**LISTE DES ACTIVITÉS:**
A – Recopiez fidèlement le passage du texte sur l'épais qui commence par « Le prix Nobel » et se termine par « peu plus clair. ».
B – Répondez aux questions suivantes d'après le texte sur l'épais.
(i) Dans quel univers l'épais se cantonne-t-il généralement sur le plan historique ?
(ii) Hormis les bars, où le voit-on aussi souvent ?
(iii) Dans quelle province les épais s'apprêtent-ils également à sortir de l'ombre ?
C – Rédigez la suite du texte sur l'épais, à partir de sa dernière phrase.

Le prix Nobel de l'épais

Publié le par la freniere

Oh là là! Quelle belle unanimité! Et j’aurais certainement tendance à joindre ma voix à la vôtre! Mais bien que celui auquel nous pensons tous a en effet de très fortes chances de remporter la palme « pour l’ensemble de son œuvre », n’oublions pas que la connerie fait bien souvent des petits, qu’il y a d’autres candidats en lice et de nouveaux arrivants qui se pointent. Il convient d’autre part de bien s’entendre sur cette notion « d’épaissitude ». Essayons donc de clarifier les termes afin d’y voir un peu plus clair.

Premier constat : l’épais a toujours existé. Il se définit généralement comme un être plus ou moins infect qui n’a pas de culture, pas de manières et qui a tout du sans-gêne. Il est aussi souvent narcissique et dangereusement imbu de sa propre personne. Historiquement, bien qu’il y ait eu de tout temps des exceptions, l’épais se cantonne généralement dans l’univers du privé. Il faut aussi établir des nuances entre le con, le cave, le niaiseux, l’imbécile et l’épais bien que tous ces qualificatifs puissent à l’occasion s’amalgamer et définir une seule et même personne. On rencontre assez souvent l’épais dans les bars. C’est le genre à parler fort, à déconner sur n’importe quoi, à avoir des opinions erronées non fondées sur à peu près tout, à troller de la manière la plus grotesque une barmaid qui n’en a rien à foutre mais qui, professionnalisme oblige, doit tout de même continuer à sourire et à lui servir de la bière. On le voit aussi souvent au volant d’une voiture, refuser le passage à un piéton ou klaxonner en maugréant contre un cycliste. Il est généralement de droite, mangeur de Macdo, sexiste, climatosceptique, il serait du genre à pester contre les Autochtones, les Noirs, les musulmans, les immigrants, les homosexuels, et ce, même s’il vit dans un ghetto entouré de mâles blancs et qu’il n’a jamais personnellement été mis en contact avec aucun représentant des groupes susmentionnés. Depuis qu’il a appris à naviguer sur les réseaux sociaux, il profite de son sécurisant anonymat pour s’attaquer en termes grossiers et sans aucune nuance à tout ce qui bouge et qui ne fait pas son affaire.

Tant qu’il se contentait d’évoluer dans la sphère du privé, il demeurait toujours possible de faire abstraction de la présence de l’épais, de caler son bock en vitesse, de changer d’établissement ou de trouver refuge dans la garnotte sur l’accotement le temps que le gros cave au volant de sa grosse cylindrée ou de son pick-up jacké soit passé. Mais les temps ont changé. L’épais est aujourd’hui devenu un héros populaire, soutenu par une masse d’épais comme lui qui ne s’en peuvent plus de jouir dans leur culotte à la pensée qu’un des leurs est enfin parvenu à atteindre les sommets. Les morons de tout acabit (autre terme accrédité), tout aussi ignares, incultes, rétrogrades et vulgaires que leur chef, peuvent enfin sortir de l’ombre comme une marée de zombies trop longtemps confinés à la noirceur de leur tombe. C’est ce qu’ils font aux États-Unis, et, encore incrédules parce que la nouvelle est toute fraîche, c’est ce qu’ils s’apprêtent à réaliser aussi en Ontario.

**DONNÉES:**
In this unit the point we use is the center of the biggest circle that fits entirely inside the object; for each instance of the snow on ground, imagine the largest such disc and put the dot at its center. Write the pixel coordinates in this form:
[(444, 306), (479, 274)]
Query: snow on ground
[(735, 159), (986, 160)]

**RÉSULTATS:**
A –
Le prix Nobel de l'épais

Publié le par la freniere

Oh là là! Quelle belle unanimité! Et j’aurais certainement tendance à joindre ma voix à la vôtre! Mais bien que celui auquel nous pensons tous a en effet de très fortes chances de remporter la palme « pour l’ensemble de son œuvre », n’oublions pas que la connerie fait bien souvent des petits, qu’il y a d’autres candidats en lice et de nouveaux arrivants qui se pointent. Il convient d’autre part de bien s’entendre sur cette notion « d’épaissitude ». Essayons donc de clarifier les termes afin d’y voir un peu plus clair.

B –
(i) Dans l'univers du privé.
(ii) Au volant d'une voiture.
(iii) En Ontario.

C –
Bien qu’il y ait eu de tout temps des leaders cruels, despotiques, immoraux, la conquête du pouvoir impliquait généralement que le prétendant possède un certain nombre de connaissances et de qualités, ne serait-ce qu’en matière de stratégies et de diplomatie. Plus récemment, dans nos démocraties, on exigeait ordinairement de la part des partis ou des individus aspirant à diriger un État une feuille de route, un plan d’action, un programme, aussi minimaliste soit-il. On s’attendait aussi à ce que les candidats fassent preuve d’un minimum de bon sens, de courtoisie et de civisme. Fi de toutes ces finasseries et de cet enculage de mouches! Il suffit aujourd’hui d’être gros, contre tout, de fouailler avec fougue au cœur des travers les plus retors de l’être humain, de susciter et d’entretenir la grogne au sein d’une populace susceptible d’avaler la moindre couleuvre et trop heureuse de voir enfin l’un des leurs surgir du marais en annonçant qu’il va nettoyer le marécage.

Si ce n’était de jeter le discrédit sur ceux qui nous ont précédés sur cette terre il y a bien longtemps, on pourrait dire que nous sommes revenus au Moyen Âge. Le problème, c’est que nous n’avons pas 500 ans devant nous pour corriger le tir. Et on ne sait pas pendant combien de temps encore subsistera une humanité toujours en mesure de décerner quelque prix à qui que ce soit.